• AIM:
Duplicate every item below word for word, keeping each line as it appears.

(Position identification items)
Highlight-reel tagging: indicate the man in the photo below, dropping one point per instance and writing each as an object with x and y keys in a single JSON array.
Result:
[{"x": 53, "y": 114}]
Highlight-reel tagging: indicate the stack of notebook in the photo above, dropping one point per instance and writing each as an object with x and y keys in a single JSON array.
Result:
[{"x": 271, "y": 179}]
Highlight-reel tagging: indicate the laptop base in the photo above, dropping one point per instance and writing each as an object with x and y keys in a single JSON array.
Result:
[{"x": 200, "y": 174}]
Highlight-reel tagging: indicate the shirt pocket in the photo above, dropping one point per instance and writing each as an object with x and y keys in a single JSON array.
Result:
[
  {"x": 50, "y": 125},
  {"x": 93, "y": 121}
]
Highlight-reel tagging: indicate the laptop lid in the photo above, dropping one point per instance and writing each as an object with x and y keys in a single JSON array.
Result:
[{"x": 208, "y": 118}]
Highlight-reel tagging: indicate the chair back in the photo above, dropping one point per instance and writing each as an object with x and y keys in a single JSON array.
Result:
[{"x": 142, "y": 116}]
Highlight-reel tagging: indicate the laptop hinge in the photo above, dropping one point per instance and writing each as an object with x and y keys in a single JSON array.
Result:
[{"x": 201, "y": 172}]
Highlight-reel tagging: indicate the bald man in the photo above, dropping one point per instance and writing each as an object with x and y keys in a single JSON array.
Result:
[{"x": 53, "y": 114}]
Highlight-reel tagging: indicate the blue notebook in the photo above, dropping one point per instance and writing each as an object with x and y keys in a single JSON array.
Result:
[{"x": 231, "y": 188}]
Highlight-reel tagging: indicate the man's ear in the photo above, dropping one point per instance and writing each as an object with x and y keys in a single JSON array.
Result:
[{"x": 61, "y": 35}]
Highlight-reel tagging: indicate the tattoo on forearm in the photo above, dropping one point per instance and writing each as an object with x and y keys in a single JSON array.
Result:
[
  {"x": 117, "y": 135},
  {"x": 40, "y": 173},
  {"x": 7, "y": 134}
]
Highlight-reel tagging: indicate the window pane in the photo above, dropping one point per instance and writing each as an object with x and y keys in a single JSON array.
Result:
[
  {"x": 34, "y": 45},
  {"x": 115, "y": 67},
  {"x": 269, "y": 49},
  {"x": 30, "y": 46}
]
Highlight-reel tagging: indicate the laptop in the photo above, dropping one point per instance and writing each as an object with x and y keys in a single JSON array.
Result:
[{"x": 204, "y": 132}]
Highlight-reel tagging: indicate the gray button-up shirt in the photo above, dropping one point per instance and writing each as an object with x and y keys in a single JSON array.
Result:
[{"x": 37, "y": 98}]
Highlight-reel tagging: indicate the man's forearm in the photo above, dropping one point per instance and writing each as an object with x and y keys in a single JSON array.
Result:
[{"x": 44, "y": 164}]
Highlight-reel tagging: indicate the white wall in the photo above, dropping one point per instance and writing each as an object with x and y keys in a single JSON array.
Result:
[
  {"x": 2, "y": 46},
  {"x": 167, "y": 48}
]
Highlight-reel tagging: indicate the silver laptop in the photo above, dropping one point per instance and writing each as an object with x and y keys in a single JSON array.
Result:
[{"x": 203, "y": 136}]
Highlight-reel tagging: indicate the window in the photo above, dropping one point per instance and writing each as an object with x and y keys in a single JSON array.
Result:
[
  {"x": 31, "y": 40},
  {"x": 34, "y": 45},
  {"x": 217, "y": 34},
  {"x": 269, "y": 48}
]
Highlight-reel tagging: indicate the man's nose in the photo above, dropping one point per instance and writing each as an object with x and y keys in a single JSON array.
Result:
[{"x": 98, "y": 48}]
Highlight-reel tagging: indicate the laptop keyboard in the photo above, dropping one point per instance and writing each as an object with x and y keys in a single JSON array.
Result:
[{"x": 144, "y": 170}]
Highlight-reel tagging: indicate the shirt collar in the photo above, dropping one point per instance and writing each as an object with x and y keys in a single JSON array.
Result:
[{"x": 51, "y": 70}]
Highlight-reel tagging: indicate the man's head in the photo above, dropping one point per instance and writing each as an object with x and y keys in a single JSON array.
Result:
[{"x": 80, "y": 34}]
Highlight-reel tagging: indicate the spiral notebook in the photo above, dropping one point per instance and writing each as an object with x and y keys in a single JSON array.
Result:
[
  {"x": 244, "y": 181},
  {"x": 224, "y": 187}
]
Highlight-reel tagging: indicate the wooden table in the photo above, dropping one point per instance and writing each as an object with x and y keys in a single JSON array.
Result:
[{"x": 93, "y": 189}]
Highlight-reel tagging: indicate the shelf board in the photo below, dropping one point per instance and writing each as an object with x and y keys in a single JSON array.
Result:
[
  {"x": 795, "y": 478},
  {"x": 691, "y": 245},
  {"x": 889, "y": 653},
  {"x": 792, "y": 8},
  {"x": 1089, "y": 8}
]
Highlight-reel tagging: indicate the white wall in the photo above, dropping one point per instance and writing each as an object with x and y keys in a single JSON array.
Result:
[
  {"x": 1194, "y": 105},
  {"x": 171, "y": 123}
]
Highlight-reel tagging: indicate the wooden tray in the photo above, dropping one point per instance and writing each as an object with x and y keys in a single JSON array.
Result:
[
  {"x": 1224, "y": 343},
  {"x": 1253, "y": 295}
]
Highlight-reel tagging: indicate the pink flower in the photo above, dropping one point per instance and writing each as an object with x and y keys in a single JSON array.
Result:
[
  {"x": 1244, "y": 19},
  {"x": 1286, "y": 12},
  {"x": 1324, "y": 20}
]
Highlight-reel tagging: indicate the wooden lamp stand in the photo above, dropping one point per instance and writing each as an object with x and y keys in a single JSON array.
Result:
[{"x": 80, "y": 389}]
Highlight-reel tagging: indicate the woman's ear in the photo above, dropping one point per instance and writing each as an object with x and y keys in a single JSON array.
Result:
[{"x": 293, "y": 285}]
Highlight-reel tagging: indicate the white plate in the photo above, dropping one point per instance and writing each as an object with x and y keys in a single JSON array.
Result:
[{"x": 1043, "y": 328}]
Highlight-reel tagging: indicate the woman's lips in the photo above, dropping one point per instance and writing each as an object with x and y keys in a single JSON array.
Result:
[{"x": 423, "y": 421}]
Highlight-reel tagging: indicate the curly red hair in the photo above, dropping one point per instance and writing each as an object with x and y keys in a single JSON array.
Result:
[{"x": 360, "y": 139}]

• TASK ANSWER:
Highlight-reel tagging: indicate the man in the photo below, dropping one point per instance and writing each as an object with x and y keys in a single JSON array.
Result:
[{"x": 53, "y": 114}]
Highlight-reel tagging: indicate the stack of notebook in the photo above, dropping one point per instance and writing each as an object with x and y keys in a single JSON array.
Result:
[{"x": 271, "y": 179}]
Highlight-reel tagging: indicate the laptop base in the photo above, dropping one point per instance and writing each as an object with x and y keys in a single JSON array.
Result:
[{"x": 200, "y": 174}]
Highlight-reel tagging: indicate the shirt pocket in the photo above, dropping one point per instance and writing each as an object with x and y keys in a single JSON array.
Result:
[
  {"x": 50, "y": 125},
  {"x": 93, "y": 121}
]
Highlight-reel tagging: indicate the laptop lid in the photo above, dropping one point per instance and writing each as an object with x and y keys in a single JSON array.
Result:
[{"x": 208, "y": 118}]
Highlight-reel tagging: indicate the chair back in the photo above, dropping one point per instance and writing each as an object with x and y keys in a single JSON array.
Result:
[{"x": 142, "y": 116}]
Highlight-reel tagging: indicate the laptop hinge in the photo above, dropping one point per instance and writing each as an object with x and y keys in a single JSON array.
Result:
[{"x": 201, "y": 172}]
Highlight-reel tagging: indicate the bald man in the photo above, dropping one point per instance and writing each as an object with x and y keys in a single JSON array.
Result:
[{"x": 53, "y": 114}]
Highlight-reel tagging: indicate the blue notebook in the photo above, dropping one point per instance and writing each as an object with x and y keys in a single JSON array.
Result:
[{"x": 231, "y": 188}]
Highlight-reel tagging: indicate the man's ear in the photo above, dropping one point per instance and writing each as an object with x and y keys in a single JSON array.
Result:
[{"x": 61, "y": 35}]
Highlight-reel tagging: indicate the tattoo on forearm in the photo above, dropping one point per instance and writing each as an object with x and y keys in a single JSON array.
Result:
[
  {"x": 117, "y": 135},
  {"x": 40, "y": 173},
  {"x": 7, "y": 134}
]
Highlight-reel tagging: indicate the window pane in the photo above, dropping one point per instance and writing each as an object with x and y keys in a single JSON array.
Result:
[
  {"x": 34, "y": 45},
  {"x": 115, "y": 67},
  {"x": 269, "y": 49},
  {"x": 30, "y": 46}
]
Highlight-reel tagging: indicate the laptop in the photo above, dropping one point per instance and writing each as an object with x and y keys in a single JSON array.
Result:
[{"x": 204, "y": 132}]
Highlight-reel tagging: indicate the gray button-up shirt in the photo above, dropping one point per instance and writing each as an object with x and y keys in a single JSON array.
Result:
[{"x": 37, "y": 98}]
Highlight-reel tagging: indicate the man's forearm in the photo above, dropping one point per instance and writing each as an object with x and y keys in a single JSON array.
Result:
[{"x": 44, "y": 164}]
Highlight-reel tagging: indicate the white wall in the photo above, dropping one point per instance and writing each as an object with x and y keys in a single JSON array.
Result:
[
  {"x": 2, "y": 46},
  {"x": 167, "y": 48}
]
Highlight-reel tagging: indicate the silver laptop in the photo above, dropping one point per instance and writing each as an object with x and y keys in a single JSON array.
Result:
[{"x": 203, "y": 136}]
Highlight-reel tagging: indicate the window in the photo above, dropping one point per instance and writing each as an object with x and y keys in a single JSON array.
Result:
[
  {"x": 31, "y": 40},
  {"x": 34, "y": 45},
  {"x": 217, "y": 34},
  {"x": 269, "y": 48}
]
Highlight-reel tagging: indicate the man's nose in the photo above, dropping one point per instance and writing each as an object with x and y keys in a single JSON array.
Result:
[{"x": 98, "y": 48}]
Highlight-reel tagging: indicate the laptop keyboard in the photo above, dropping one point per instance and writing each as an object with x and y keys in a single JSON array.
Result:
[{"x": 144, "y": 170}]
Highlight-reel tagging: indicate the shirt collar in the photo above, dropping one point per instance and writing each as an object with x and y keys in a single JSON array.
Result:
[{"x": 51, "y": 70}]
Highlight-reel tagging: indicate the man's head in the photo above, dropping one point per instance and writing each as an object with x and y keys in a single JSON array.
Result:
[{"x": 80, "y": 34}]
Highlight-reel tagging: indicate the spiral notebook in the photo above, dropping one point per instance and writing each as an object with x and y keys in a single JSON array.
Result:
[
  {"x": 244, "y": 181},
  {"x": 224, "y": 187}
]
Highlight-reel tagging: indicate the wooden table in the photo above, dropping one point per instance and writing each as an object with x and y keys in a single JSON array.
Result:
[{"x": 93, "y": 189}]
Highlight-reel tagging: indicate the shelf board in the photo below, dropping one point per instance and writing each as an object with x and y keys in a single JSON array.
Result:
[
  {"x": 795, "y": 478},
  {"x": 691, "y": 245},
  {"x": 889, "y": 653},
  {"x": 792, "y": 8},
  {"x": 1089, "y": 8}
]
Highlight-reel tagging: indicate the white wall in the photo above, dropping one point per instance and writing each as an object with x and y keys in a single JSON array.
Result:
[
  {"x": 1194, "y": 105},
  {"x": 171, "y": 123}
]
Highlight-reel tagging: indicate the wooden tray in the photo above, dropping one point per instance and writing each as an object with x and y keys in a single JSON array.
Result:
[
  {"x": 1224, "y": 343},
  {"x": 1253, "y": 295}
]
Highlight-reel tagging: indicate the pink flower in the photo above, dropping one point per instance and writing each as an object with x and y keys in a single JSON array.
Result:
[
  {"x": 1244, "y": 19},
  {"x": 1286, "y": 12},
  {"x": 1324, "y": 20}
]
Highlight-reel tagging: indicate the wooden lamp stand in the photo above, dropping one point per instance and writing each as an object with x and y keys in a single JSON array.
Result:
[{"x": 80, "y": 389}]
Highlight-reel tagging: indicate the woman's ear in the photo above, dropping one point per instance and writing each as an object with x and y keys in a single JSON array.
Result:
[{"x": 293, "y": 285}]
Highlight-reel tagging: indicate the white plate in the photo above, dropping one point per instance and writing each as an object with x and y keys in a single JSON array.
Result:
[{"x": 1043, "y": 328}]
Highlight-reel tagging: indicate the woman's lips in the photo above, dropping one point per instance and writing each as an object with x and y keys in a single JSON array.
Result:
[{"x": 423, "y": 421}]
Highlight-reel tagging: indicate the curly red hair in the photo above, dropping one point per instance and writing each as an object with x and y keys in a single JSON array.
Result:
[{"x": 360, "y": 139}]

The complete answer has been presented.